[start Extract to read]

As a reinvigorated paleontology bubbled and frothed with new ideas and arguments, the geologist Walter Alvarez turned his attention to the band of clay-rich rock between the very end of the Cretaceous and the beginning of the Paleocene preserved at a site in Italy – a thin layer that’s currently called the K/Pg boundary. Beyond the various questions about why certain forms of life either passed through this barrier or failed to do so, Alvarez was attracted to the conundrum of how long this thin slice of time represented. Perhaps, if he could find a proper timer, he could understand the speed of the disaster.

Together Alvarez, his physicist father Luis, Frank Asaro, and Helen Michel decided to track the amount of time the band of rock represented with an element called iridium. This platinum-like metal is rare in sedimentary rock on Earth, but is relatively common in the innumerable extraterrestrial bits of stone that fall to the planet every day. If these pieces spattered our planet at a near-constant rate, which the Alvarez team believed to be the case, then the amount of iridium in the clay K/Pg band could be used to come up with an estimate of how long the slice of rock took to be deposited, and, therefore, how long the end-Cretaceous extinction took to transpire.

[end Extract to read]

Written tasks:
1. Condense the paragraph of the passage on the K/Pg boundary that begins "Together Alvarez, his physicist father Luis" into a short bulleted list that keeps its main facts.
2. Render the entries from the line with "For every instance of the yellow" up to and including the line with "x=400 y=263" as a Markdown table with the columns Row and Line. Give each line a row number, and leave out blank lines.

[start Provided entries]

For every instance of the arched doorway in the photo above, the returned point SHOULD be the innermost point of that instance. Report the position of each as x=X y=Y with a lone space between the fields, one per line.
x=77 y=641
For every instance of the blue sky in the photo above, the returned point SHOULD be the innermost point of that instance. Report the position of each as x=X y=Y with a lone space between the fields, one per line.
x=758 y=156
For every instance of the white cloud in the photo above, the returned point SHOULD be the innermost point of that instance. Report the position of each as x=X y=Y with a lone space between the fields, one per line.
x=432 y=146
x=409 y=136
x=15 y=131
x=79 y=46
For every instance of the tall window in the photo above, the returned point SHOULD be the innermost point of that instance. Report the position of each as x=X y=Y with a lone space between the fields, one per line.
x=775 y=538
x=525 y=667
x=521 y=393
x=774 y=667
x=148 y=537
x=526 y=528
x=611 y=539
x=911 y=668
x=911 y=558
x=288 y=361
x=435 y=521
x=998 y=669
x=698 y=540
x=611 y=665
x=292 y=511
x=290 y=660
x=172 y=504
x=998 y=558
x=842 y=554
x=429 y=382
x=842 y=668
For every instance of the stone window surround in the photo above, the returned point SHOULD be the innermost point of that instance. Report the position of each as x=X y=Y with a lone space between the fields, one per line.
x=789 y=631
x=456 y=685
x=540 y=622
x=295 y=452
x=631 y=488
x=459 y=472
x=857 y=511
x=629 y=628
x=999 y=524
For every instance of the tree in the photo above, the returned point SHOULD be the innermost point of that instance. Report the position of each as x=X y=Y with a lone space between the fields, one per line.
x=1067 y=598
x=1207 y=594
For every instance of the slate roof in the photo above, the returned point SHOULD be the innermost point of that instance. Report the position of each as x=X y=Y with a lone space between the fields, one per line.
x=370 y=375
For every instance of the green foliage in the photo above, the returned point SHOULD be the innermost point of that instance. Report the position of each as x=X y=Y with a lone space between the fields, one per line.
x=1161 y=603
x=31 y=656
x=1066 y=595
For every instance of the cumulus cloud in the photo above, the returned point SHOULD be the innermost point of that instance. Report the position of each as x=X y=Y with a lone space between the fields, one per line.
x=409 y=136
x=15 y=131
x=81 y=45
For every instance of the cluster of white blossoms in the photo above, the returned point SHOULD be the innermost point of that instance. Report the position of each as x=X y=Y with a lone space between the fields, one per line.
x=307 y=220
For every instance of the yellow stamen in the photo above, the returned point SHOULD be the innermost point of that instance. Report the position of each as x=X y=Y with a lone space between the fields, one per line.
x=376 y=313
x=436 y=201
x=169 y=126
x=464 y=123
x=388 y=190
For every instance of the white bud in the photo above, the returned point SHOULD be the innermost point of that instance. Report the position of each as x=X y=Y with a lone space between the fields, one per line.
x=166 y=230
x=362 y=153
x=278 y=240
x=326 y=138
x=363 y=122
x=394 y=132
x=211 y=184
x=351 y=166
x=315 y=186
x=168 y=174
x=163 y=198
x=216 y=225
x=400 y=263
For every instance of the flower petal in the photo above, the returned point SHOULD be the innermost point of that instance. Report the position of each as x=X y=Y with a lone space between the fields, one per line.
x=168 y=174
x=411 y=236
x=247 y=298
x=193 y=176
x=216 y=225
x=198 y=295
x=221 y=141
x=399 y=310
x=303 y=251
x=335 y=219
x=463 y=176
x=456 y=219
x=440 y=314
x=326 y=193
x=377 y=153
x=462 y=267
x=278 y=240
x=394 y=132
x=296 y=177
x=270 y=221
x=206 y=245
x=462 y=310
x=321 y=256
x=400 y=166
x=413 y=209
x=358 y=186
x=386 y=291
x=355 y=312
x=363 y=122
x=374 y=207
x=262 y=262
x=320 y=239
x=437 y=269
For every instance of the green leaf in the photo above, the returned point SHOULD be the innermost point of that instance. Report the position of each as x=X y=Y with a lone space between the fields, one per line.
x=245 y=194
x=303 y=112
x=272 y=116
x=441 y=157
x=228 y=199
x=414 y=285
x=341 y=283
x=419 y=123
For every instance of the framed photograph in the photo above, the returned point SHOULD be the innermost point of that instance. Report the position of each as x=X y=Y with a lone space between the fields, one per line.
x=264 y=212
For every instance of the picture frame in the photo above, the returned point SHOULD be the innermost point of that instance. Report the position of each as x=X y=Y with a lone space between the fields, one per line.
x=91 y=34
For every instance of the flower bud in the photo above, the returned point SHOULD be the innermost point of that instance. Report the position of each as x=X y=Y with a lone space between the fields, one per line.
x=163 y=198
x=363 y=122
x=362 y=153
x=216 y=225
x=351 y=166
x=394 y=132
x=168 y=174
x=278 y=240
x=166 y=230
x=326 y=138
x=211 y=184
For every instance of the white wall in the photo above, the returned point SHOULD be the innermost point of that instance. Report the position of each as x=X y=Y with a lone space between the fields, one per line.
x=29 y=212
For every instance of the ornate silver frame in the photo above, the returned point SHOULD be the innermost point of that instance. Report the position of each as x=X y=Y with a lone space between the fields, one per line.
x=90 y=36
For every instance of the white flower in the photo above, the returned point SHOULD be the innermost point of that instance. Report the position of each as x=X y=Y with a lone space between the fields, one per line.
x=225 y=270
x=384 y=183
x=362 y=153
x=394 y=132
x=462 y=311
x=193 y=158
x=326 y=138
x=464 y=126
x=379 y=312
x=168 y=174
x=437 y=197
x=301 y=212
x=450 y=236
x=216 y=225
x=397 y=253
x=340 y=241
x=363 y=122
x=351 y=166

[end Provided entries]
[start Provided entries]

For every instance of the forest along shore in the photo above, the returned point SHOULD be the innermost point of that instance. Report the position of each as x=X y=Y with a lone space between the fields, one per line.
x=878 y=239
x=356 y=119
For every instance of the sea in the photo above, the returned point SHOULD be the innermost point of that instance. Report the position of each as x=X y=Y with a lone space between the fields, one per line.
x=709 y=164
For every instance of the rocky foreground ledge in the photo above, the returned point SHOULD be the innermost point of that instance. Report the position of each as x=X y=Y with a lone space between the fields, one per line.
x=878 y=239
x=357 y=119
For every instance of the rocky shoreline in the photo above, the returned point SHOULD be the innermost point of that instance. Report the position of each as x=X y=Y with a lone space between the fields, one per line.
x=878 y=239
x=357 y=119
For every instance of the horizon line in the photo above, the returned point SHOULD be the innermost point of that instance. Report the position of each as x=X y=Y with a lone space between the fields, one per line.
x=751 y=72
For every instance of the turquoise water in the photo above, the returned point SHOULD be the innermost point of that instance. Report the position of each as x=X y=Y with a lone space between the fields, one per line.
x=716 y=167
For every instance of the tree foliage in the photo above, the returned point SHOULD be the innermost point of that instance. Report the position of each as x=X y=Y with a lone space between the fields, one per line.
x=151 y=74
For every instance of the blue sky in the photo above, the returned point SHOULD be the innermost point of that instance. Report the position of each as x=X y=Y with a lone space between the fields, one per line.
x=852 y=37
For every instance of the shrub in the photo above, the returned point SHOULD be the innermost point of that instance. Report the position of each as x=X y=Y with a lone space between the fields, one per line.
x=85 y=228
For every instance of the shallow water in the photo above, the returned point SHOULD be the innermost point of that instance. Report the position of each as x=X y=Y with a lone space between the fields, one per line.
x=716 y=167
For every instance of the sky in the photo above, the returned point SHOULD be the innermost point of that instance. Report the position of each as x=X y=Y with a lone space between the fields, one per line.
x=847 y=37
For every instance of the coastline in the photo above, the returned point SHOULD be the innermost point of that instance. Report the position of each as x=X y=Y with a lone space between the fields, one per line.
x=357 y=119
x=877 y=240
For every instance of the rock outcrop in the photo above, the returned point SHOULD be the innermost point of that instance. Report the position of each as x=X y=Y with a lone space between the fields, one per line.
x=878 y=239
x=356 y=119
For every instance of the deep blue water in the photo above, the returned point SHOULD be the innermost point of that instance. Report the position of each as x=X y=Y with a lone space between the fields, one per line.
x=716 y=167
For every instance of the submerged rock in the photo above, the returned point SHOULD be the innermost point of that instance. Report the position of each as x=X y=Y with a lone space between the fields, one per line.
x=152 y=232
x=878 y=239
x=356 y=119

[end Provided entries]

Task-by-task outputs:
1.
- Walter Alvarez, his physicist father Luis, Frank Asaro, and Helen Michel chose the element iridium to track how much time the K/Pg band of rock represented.
- Iridium, a platinum-like metal, is rare in sedimentary rock on Earth but relatively common in the extraterrestrial bits of stone that fall to the planet every day.
- The team believed these pieces strike the planet at a near-constant rate.
- If so, the amount of iridium in the clay band could estimate how long the layer took to be deposited, and therefore how long the end-Cretaceous extinction took.

2.
| Row | Line |
|---|---|
| 1 | For every instance of the yellow stamen in the photo above, the returned point SHOULD be the innermost point of that instance. Report the position of each as x=X y=Y with a lone space between the fields, one per line. |
| 2 | x=376 y=313 |
| 3 | x=436 y=201 |
| 4 | x=169 y=126 |
| 5 | x=464 y=123 |
| 6 | x=388 y=190 |
| 7 | For every instance of the white bud in the photo above, the returned point SHOULD be the innermost point of that instance. Report the position of each as x=X y=Y with a lone space between the fields, one per line. |
| 8 | x=166 y=230 |
| 9 | x=362 y=153 |
| 10 | x=278 y=240 |
| 11 | x=326 y=138 |
| 12 | x=363 y=122 |
| 13 | x=394 y=132 |
| 14 | x=211 y=184 |
| 15 | x=351 y=166 |
| 16 | x=315 y=186 |
| 17 | x=168 y=174 |
| 18 | x=163 y=198 |
| 19 | x=216 y=225 |
| 20 | x=400 y=263 |